◆ DATA IN THIS EXERCISE ◆

-- -- --

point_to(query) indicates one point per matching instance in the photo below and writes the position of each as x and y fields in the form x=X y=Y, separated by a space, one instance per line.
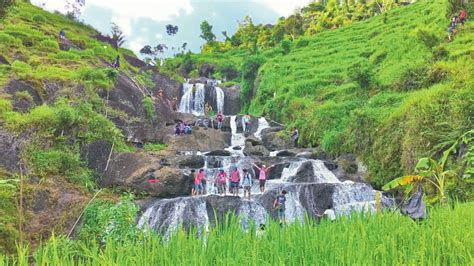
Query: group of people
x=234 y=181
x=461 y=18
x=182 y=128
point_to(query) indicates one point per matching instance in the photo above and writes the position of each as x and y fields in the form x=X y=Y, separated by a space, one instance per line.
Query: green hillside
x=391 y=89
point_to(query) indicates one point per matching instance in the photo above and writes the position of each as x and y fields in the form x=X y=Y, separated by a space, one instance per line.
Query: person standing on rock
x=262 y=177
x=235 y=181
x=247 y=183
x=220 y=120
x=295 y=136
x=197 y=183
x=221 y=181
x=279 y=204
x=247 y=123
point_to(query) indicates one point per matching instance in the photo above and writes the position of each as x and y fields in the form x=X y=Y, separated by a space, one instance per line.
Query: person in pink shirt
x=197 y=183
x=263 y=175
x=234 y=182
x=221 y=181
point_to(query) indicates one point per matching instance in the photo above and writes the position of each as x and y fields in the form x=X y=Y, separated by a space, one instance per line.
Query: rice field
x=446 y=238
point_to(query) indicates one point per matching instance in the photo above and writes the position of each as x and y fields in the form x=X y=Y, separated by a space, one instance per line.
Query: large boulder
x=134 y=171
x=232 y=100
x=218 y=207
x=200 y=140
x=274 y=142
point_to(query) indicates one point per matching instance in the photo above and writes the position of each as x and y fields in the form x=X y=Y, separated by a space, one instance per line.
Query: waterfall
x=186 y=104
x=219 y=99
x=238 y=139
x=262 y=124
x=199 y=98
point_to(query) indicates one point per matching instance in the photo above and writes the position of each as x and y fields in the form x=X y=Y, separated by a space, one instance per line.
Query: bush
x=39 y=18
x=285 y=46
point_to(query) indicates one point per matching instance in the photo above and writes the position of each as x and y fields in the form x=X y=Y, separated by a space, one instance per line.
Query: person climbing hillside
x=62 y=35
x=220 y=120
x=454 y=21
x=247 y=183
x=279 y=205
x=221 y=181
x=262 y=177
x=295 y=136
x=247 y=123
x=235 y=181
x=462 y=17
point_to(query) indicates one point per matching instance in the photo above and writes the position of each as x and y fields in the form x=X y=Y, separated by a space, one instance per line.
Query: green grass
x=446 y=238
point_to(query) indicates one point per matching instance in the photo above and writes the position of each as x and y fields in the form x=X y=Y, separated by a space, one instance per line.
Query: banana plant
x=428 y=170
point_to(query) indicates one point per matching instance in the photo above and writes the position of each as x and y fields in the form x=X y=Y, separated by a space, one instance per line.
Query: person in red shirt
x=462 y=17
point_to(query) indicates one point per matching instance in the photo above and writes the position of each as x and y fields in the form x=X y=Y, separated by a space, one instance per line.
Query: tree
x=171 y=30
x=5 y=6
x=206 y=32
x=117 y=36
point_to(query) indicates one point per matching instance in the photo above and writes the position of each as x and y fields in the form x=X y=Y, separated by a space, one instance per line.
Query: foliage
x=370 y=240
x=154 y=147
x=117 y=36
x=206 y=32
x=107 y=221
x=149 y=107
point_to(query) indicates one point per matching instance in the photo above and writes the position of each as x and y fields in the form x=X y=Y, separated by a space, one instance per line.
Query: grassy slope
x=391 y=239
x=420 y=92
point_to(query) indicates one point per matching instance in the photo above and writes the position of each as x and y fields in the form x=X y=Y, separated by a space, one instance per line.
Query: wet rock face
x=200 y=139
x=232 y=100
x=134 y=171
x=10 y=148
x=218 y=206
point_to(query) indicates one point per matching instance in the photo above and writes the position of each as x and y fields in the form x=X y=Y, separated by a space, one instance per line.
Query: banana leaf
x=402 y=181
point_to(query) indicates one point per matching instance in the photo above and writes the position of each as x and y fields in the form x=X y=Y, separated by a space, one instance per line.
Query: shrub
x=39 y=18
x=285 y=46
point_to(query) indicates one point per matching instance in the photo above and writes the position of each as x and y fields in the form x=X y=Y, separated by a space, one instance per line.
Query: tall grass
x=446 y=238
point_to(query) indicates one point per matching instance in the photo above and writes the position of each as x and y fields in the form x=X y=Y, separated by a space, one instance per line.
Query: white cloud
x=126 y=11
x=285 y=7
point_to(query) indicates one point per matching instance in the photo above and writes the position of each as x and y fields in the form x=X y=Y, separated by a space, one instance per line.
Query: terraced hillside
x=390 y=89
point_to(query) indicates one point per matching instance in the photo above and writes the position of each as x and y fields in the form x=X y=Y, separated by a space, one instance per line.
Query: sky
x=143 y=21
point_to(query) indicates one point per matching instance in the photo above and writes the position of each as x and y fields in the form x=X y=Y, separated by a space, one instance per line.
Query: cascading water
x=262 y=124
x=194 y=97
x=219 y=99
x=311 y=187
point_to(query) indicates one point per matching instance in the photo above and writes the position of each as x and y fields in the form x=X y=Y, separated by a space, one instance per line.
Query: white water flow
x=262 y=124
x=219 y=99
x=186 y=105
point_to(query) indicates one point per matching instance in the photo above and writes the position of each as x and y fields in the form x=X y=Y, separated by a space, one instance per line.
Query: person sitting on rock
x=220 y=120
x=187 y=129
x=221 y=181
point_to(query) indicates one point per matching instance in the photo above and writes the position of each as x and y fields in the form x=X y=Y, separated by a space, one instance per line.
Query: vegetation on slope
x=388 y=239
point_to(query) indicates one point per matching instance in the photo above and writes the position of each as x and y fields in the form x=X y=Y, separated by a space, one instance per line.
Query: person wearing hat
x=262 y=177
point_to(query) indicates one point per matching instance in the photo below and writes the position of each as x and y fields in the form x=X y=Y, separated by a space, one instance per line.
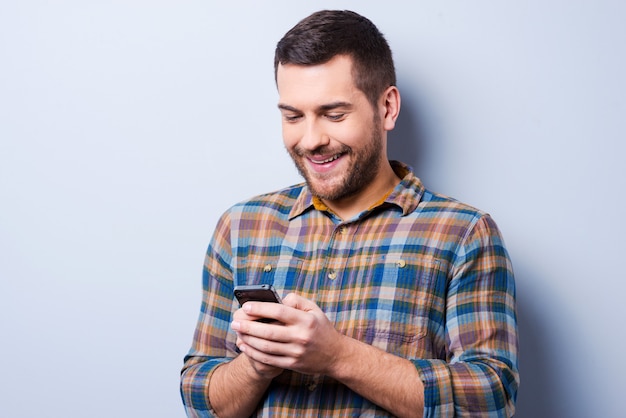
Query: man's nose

-- -- --

◆ INSTRUCTION ◆
Copy all of the lines above word for word, leaving the pictures out of your copy.

◆ TASK SOLUTION ◆
point_to(query) indicates one point per matching instance in the photo below and writes the position of each as x and y fields in the form x=X y=Y, separated by a space, one instance per line.
Query: group of people
x=234 y=181
x=461 y=18
x=182 y=128
point_to(query) indicates one point per matching instance in the photo above and writes the position of each as x and y fields in the form x=X y=Y, separated by a space, one instance per line.
Query: green hillside
x=391 y=89
point_to(query) indicates one point per matching instance in the photo above and writes the position of each as x and y fields in the form x=X y=Y, separated by a space, one instance per line.
Query: person standing on rock
x=262 y=177
x=235 y=181
x=247 y=183
x=220 y=120
x=295 y=136
x=197 y=183
x=221 y=181
x=279 y=204
x=247 y=123
point_to(query) indicates one point per matching instance in the photo above and writes the position of each as x and y fields in the form x=X y=Y, separated by a space, one instance per line.
Query: person in pink shirt
x=197 y=183
x=263 y=175
x=234 y=182
x=221 y=181
point_to(query) indicates one point per matching instance in the photo above and writes the position of each as x and y fields in the form x=X y=Y, separated by a space, one instance per line.
Query: rice field
x=446 y=238
point_to(query) indicates one point per matching instance in the photo above and writes the position of each as x and y fields in the form x=X y=Y, separated by a space, one instance per line.
Query: large boulder
x=134 y=171
x=232 y=100
x=218 y=207
x=200 y=140
x=274 y=142
point_to(query) indicates one point per matching instance in the photo above and writes the position of each as x and y fields in the form x=X y=Y, separated by a space, one instance per line.
Query: waterfall
x=186 y=104
x=219 y=99
x=238 y=139
x=262 y=124
x=199 y=98
point_to(query) indicates one point per matching instance in the photo above and writes the position of each as x and y fields in the form x=X y=Y, separated by a space, one instance per line.
Query: bush
x=39 y=18
x=285 y=46
point_to(query) indicates one point per matching instance in the photo above and writes the position of each as x and y fields in the form x=X y=Y, separated by a space, one instance per line.
Query: person climbing hillside
x=62 y=35
x=220 y=120
x=454 y=21
x=247 y=183
x=279 y=205
x=221 y=181
x=262 y=177
x=295 y=136
x=247 y=123
x=235 y=181
x=462 y=17
point_to(query) indicates one point per matching instance in the photo above and writes the position of each as x and y fields in the form x=X y=Y, separated by a space, one instance per line.
Query: green grass
x=446 y=238
point_to(query) indicates one point per matching instance in the photo above and writes the position of each as x and y fields in the form x=X y=Y, separated by a space, one instance per line.
Query: banana plant
x=428 y=170
point_to(query) indicates one point per matching instance in the photo above and writes the position of each as x and y fields in the form x=X y=Y, separated by a space, one instance per line.
Query: person in red shirt
x=462 y=17
point_to(query) indicates one point per matching instance in the photo above and writes the position of each as x and y fields in the form x=X y=Y, separated by a space, one instance per line.
Query: tree
x=171 y=30
x=5 y=6
x=206 y=32
x=117 y=36
point_to(query) indicates one point per matching instance in the photo above and writes the position of each as x and y fields in the form x=X y=Y, separated by a space, one instance per line.
Query: foliage
x=370 y=240
x=154 y=147
x=117 y=36
x=206 y=32
x=107 y=221
x=149 y=107
point_to(query) indicates one point per matching instance in the photo above and writes the position of each as x and y fields in the form x=X y=Y, separated by a space, one instance per line.
Query: grassy slope
x=391 y=239
x=420 y=92
point_to(query) indicates one point per matching instance in the photo above and writes the position of each as x and y fields in the form x=X y=Y, separated by a space, one instance per line.
Query: wet rock face
x=200 y=139
x=232 y=100
x=134 y=171
x=10 y=148
x=218 y=206
point_to(query) indicates one point per matching instance in the photo above and writes the position of each as x and y fields in the form x=X y=Y, separated by a space, one instance per line.
Query: banana leaf
x=402 y=181
point_to(query) indicates one point per matching instance in the photo above and writes the position of each as x and y fields in the form x=X y=Y, separated by a space, one instance per line.
Query: shrub
x=39 y=18
x=285 y=46
point_to(query) indicates one point per matching instance in the photo above and writes the position of each as x and y fields in the form x=X y=Y, separated by a space, one instance per line.
Query: tall grass
x=446 y=238
point_to(query) indicates one point per matching instance in the photo above and writes the position of each as x and y fields in the form x=X y=Y, separated by a space, one instance per line.
Query: white cloud
x=126 y=11
x=285 y=7
point_to(query) indicates one point per matching instance in the photo above and writes the position of each as x and y fields in the form x=X y=Y, separated by a space, one instance per line.
Query: terraced hillside
x=390 y=89
point_to(query) indicates one point per matching instance in the photo above and writes the position of each as x and y fields in the form x=X y=Y, separated by a space, one instance per line.
Query: sky
x=143 y=21
point_to(query) indicates one point per matching instance in the photo above and writes the position of each as x and y fields in the form x=X y=Y, separated by a space, one instance per line.
Query: cascading water
x=262 y=124
x=194 y=97
x=219 y=99
x=311 y=187
point_to(query) indicates one point per matching instance in the photo above and writes the position of each as x and y fields in the form x=X y=Y, separated by a space, one instance per line.
Query: white water flow
x=262 y=124
x=219 y=99
x=186 y=105
point_to(query) indicates one point per matching instance in the photo above and writes the position of each as x and y fields in the form x=X y=Y, separated by a space, one instance per line.
Query: person sitting on rock
x=220 y=120
x=187 y=129
x=221 y=181
point_to(query) indicates one point per matching instance in the photo above and writes the position of each as x and y fields in the form x=X y=Y, separated by a space, one instance per line.
Query: vegetation on slope
x=388 y=239
point_to(query) indicates one point per matching instance in the photo above and writes the position of each as x and y fields in the form x=X y=Y, separated by a space, one instance per line.
Query: person wearing hat
x=262 y=177
point_to(query) indicates one point per matching instance in the photo below and writes the position of each as x and y fields in the form x=X y=Y, separated by a space, one instance per line.
Query: man's nose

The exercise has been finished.